What needs to be done |
Using the records below, copy out exactly the line that contains "Verification task: does this scene contain any carved wooden" and every line that follows it, up to and including the last, and no others.

Dataset rows |
* * * * * * *

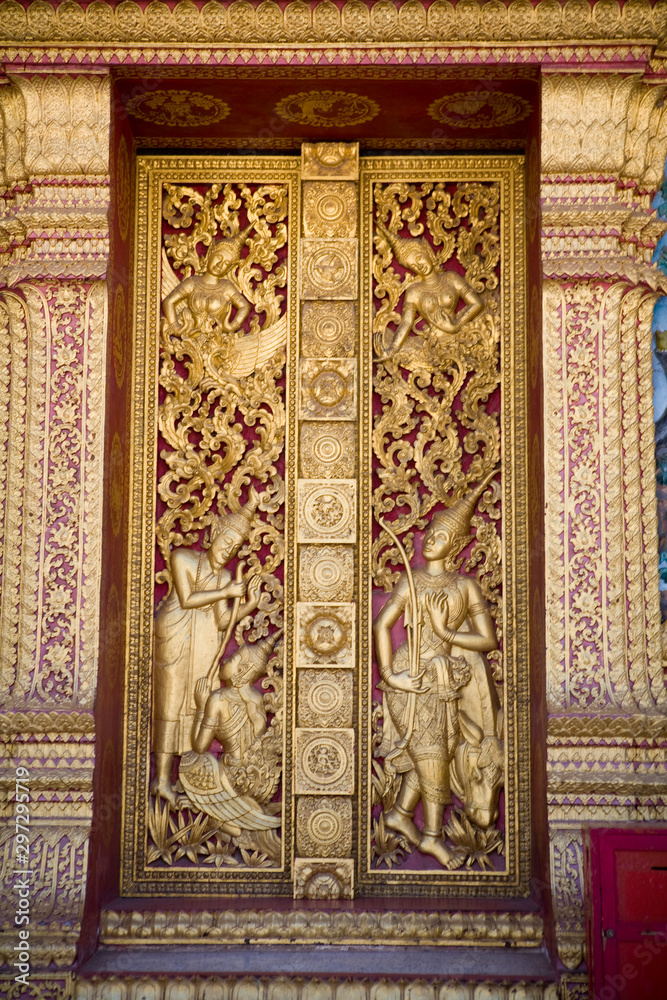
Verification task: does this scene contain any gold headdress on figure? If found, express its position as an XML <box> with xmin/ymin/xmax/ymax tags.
<box><xmin>211</xmin><ymin>487</ymin><xmax>259</xmax><ymax>541</ymax></box>
<box><xmin>206</xmin><ymin>222</ymin><xmax>253</xmax><ymax>266</ymax></box>
<box><xmin>431</xmin><ymin>469</ymin><xmax>498</xmax><ymax>540</ymax></box>
<box><xmin>377</xmin><ymin>222</ymin><xmax>435</xmax><ymax>270</ymax></box>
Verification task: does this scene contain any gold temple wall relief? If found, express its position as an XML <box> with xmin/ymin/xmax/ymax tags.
<box><xmin>123</xmin><ymin>158</ymin><xmax>299</xmax><ymax>894</ymax></box>
<box><xmin>122</xmin><ymin>143</ymin><xmax>530</xmax><ymax>899</ymax></box>
<box><xmin>359</xmin><ymin>157</ymin><xmax>530</xmax><ymax>895</ymax></box>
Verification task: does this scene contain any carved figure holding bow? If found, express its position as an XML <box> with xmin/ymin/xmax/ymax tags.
<box><xmin>373</xmin><ymin>474</ymin><xmax>503</xmax><ymax>868</ymax></box>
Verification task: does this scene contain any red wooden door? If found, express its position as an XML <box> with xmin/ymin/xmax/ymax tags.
<box><xmin>586</xmin><ymin>828</ymin><xmax>667</xmax><ymax>1000</ymax></box>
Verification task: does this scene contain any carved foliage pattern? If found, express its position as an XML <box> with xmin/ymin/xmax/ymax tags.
<box><xmin>0</xmin><ymin>821</ymin><xmax>89</xmax><ymax>967</ymax></box>
<box><xmin>2</xmin><ymin>283</ymin><xmax>105</xmax><ymax>708</ymax></box>
<box><xmin>549</xmin><ymin>826</ymin><xmax>585</xmax><ymax>969</ymax></box>
<box><xmin>5</xmin><ymin>0</ymin><xmax>665</xmax><ymax>44</ymax></box>
<box><xmin>373</xmin><ymin>183</ymin><xmax>500</xmax><ymax>614</ymax></box>
<box><xmin>544</xmin><ymin>282</ymin><xmax>665</xmax><ymax>711</ymax></box>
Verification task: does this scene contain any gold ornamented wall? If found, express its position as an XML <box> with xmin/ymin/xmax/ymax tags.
<box><xmin>0</xmin><ymin>9</ymin><xmax>667</xmax><ymax>1000</ymax></box>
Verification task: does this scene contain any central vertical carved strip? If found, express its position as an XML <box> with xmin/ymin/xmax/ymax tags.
<box><xmin>294</xmin><ymin>143</ymin><xmax>359</xmax><ymax>899</ymax></box>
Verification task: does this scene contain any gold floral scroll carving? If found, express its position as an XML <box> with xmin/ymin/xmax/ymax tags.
<box><xmin>359</xmin><ymin>158</ymin><xmax>529</xmax><ymax>894</ymax></box>
<box><xmin>123</xmin><ymin>152</ymin><xmax>529</xmax><ymax>900</ymax></box>
<box><xmin>123</xmin><ymin>159</ymin><xmax>299</xmax><ymax>893</ymax></box>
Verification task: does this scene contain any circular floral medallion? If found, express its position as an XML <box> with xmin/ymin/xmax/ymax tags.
<box><xmin>307</xmin><ymin>806</ymin><xmax>343</xmax><ymax>847</ymax></box>
<box><xmin>428</xmin><ymin>90</ymin><xmax>530</xmax><ymax>128</ymax></box>
<box><xmin>126</xmin><ymin>90</ymin><xmax>229</xmax><ymax>128</ymax></box>
<box><xmin>303</xmin><ymin>737</ymin><xmax>347</xmax><ymax>785</ymax></box>
<box><xmin>305</xmin><ymin>613</ymin><xmax>349</xmax><ymax>663</ymax></box>
<box><xmin>274</xmin><ymin>90</ymin><xmax>380</xmax><ymax>128</ymax></box>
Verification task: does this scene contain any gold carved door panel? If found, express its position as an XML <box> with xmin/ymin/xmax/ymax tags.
<box><xmin>121</xmin><ymin>144</ymin><xmax>530</xmax><ymax>900</ymax></box>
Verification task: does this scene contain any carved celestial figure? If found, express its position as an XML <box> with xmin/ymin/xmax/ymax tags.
<box><xmin>373</xmin><ymin>474</ymin><xmax>502</xmax><ymax>868</ymax></box>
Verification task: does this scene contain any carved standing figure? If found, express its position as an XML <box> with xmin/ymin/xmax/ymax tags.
<box><xmin>373</xmin><ymin>477</ymin><xmax>503</xmax><ymax>868</ymax></box>
<box><xmin>178</xmin><ymin>629</ymin><xmax>282</xmax><ymax>837</ymax></box>
<box><xmin>375</xmin><ymin>223</ymin><xmax>484</xmax><ymax>361</ymax></box>
<box><xmin>162</xmin><ymin>226</ymin><xmax>252</xmax><ymax>352</ymax></box>
<box><xmin>151</xmin><ymin>491</ymin><xmax>261</xmax><ymax>807</ymax></box>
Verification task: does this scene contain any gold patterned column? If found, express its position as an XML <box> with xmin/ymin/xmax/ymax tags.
<box><xmin>294</xmin><ymin>143</ymin><xmax>359</xmax><ymax>899</ymax></box>
<box><xmin>0</xmin><ymin>74</ymin><xmax>109</xmax><ymax>995</ymax></box>
<box><xmin>542</xmin><ymin>75</ymin><xmax>667</xmax><ymax>997</ymax></box>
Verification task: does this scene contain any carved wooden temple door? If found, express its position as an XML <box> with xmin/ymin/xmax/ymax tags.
<box><xmin>115</xmin><ymin>137</ymin><xmax>543</xmax><ymax>924</ymax></box>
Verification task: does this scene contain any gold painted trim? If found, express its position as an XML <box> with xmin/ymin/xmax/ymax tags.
<box><xmin>100</xmin><ymin>904</ymin><xmax>543</xmax><ymax>948</ymax></box>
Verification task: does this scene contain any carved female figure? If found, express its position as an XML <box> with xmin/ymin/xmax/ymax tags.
<box><xmin>151</xmin><ymin>492</ymin><xmax>260</xmax><ymax>807</ymax></box>
<box><xmin>375</xmin><ymin>223</ymin><xmax>484</xmax><ymax>361</ymax></box>
<box><xmin>162</xmin><ymin>226</ymin><xmax>252</xmax><ymax>348</ymax></box>
<box><xmin>373</xmin><ymin>479</ymin><xmax>502</xmax><ymax>868</ymax></box>
<box><xmin>178</xmin><ymin>629</ymin><xmax>282</xmax><ymax>836</ymax></box>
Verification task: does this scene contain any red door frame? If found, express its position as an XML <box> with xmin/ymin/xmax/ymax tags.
<box><xmin>584</xmin><ymin>826</ymin><xmax>667</xmax><ymax>1000</ymax></box>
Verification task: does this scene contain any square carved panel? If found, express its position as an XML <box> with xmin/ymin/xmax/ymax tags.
<box><xmin>299</xmin><ymin>358</ymin><xmax>357</xmax><ymax>420</ymax></box>
<box><xmin>299</xmin><ymin>545</ymin><xmax>354</xmax><ymax>601</ymax></box>
<box><xmin>299</xmin><ymin>421</ymin><xmax>357</xmax><ymax>479</ymax></box>
<box><xmin>294</xmin><ymin>728</ymin><xmax>354</xmax><ymax>795</ymax></box>
<box><xmin>301</xmin><ymin>239</ymin><xmax>359</xmax><ymax>299</ymax></box>
<box><xmin>297</xmin><ymin>603</ymin><xmax>355</xmax><ymax>667</ymax></box>
<box><xmin>298</xmin><ymin>479</ymin><xmax>357</xmax><ymax>542</ymax></box>
<box><xmin>303</xmin><ymin>181</ymin><xmax>359</xmax><ymax>238</ymax></box>
<box><xmin>301</xmin><ymin>301</ymin><xmax>357</xmax><ymax>358</ymax></box>
<box><xmin>296</xmin><ymin>795</ymin><xmax>352</xmax><ymax>858</ymax></box>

* * * * * * *

Response to the exercise |
Verification task: does this scene contain any carved wooden temple door? If found, express its position as an XML <box> with xmin/ymin/xmax/ymax tags.
<box><xmin>115</xmin><ymin>137</ymin><xmax>543</xmax><ymax>924</ymax></box>
Verification task: does this scene contain any gold painted trim? If found, express its position as an XML <box> with xmin/ymin/xmax/ymax tags.
<box><xmin>100</xmin><ymin>904</ymin><xmax>543</xmax><ymax>948</ymax></box>
Verification task: does this scene contain any carved female figure? If found, express its position as an XML <box> with xmin/ymin/xmax/ymax tags.
<box><xmin>151</xmin><ymin>492</ymin><xmax>260</xmax><ymax>807</ymax></box>
<box><xmin>375</xmin><ymin>223</ymin><xmax>484</xmax><ymax>361</ymax></box>
<box><xmin>162</xmin><ymin>226</ymin><xmax>252</xmax><ymax>348</ymax></box>
<box><xmin>373</xmin><ymin>479</ymin><xmax>502</xmax><ymax>868</ymax></box>
<box><xmin>178</xmin><ymin>629</ymin><xmax>282</xmax><ymax>836</ymax></box>
Verification task: does this scene contain any red door frame? If found, express its position as an XML <box> with xmin/ymin/xmax/ymax tags.
<box><xmin>584</xmin><ymin>826</ymin><xmax>667</xmax><ymax>1000</ymax></box>
Verification task: does this scene contain any square carved panel? If found, express its position as an XML <box> with xmin/ymin/xmax/ymax tags.
<box><xmin>299</xmin><ymin>358</ymin><xmax>357</xmax><ymax>420</ymax></box>
<box><xmin>299</xmin><ymin>545</ymin><xmax>354</xmax><ymax>601</ymax></box>
<box><xmin>299</xmin><ymin>421</ymin><xmax>357</xmax><ymax>479</ymax></box>
<box><xmin>294</xmin><ymin>728</ymin><xmax>354</xmax><ymax>795</ymax></box>
<box><xmin>301</xmin><ymin>239</ymin><xmax>359</xmax><ymax>299</ymax></box>
<box><xmin>297</xmin><ymin>603</ymin><xmax>355</xmax><ymax>667</ymax></box>
<box><xmin>298</xmin><ymin>479</ymin><xmax>357</xmax><ymax>542</ymax></box>
<box><xmin>303</xmin><ymin>181</ymin><xmax>359</xmax><ymax>238</ymax></box>
<box><xmin>301</xmin><ymin>301</ymin><xmax>357</xmax><ymax>358</ymax></box>
<box><xmin>296</xmin><ymin>795</ymin><xmax>352</xmax><ymax>858</ymax></box>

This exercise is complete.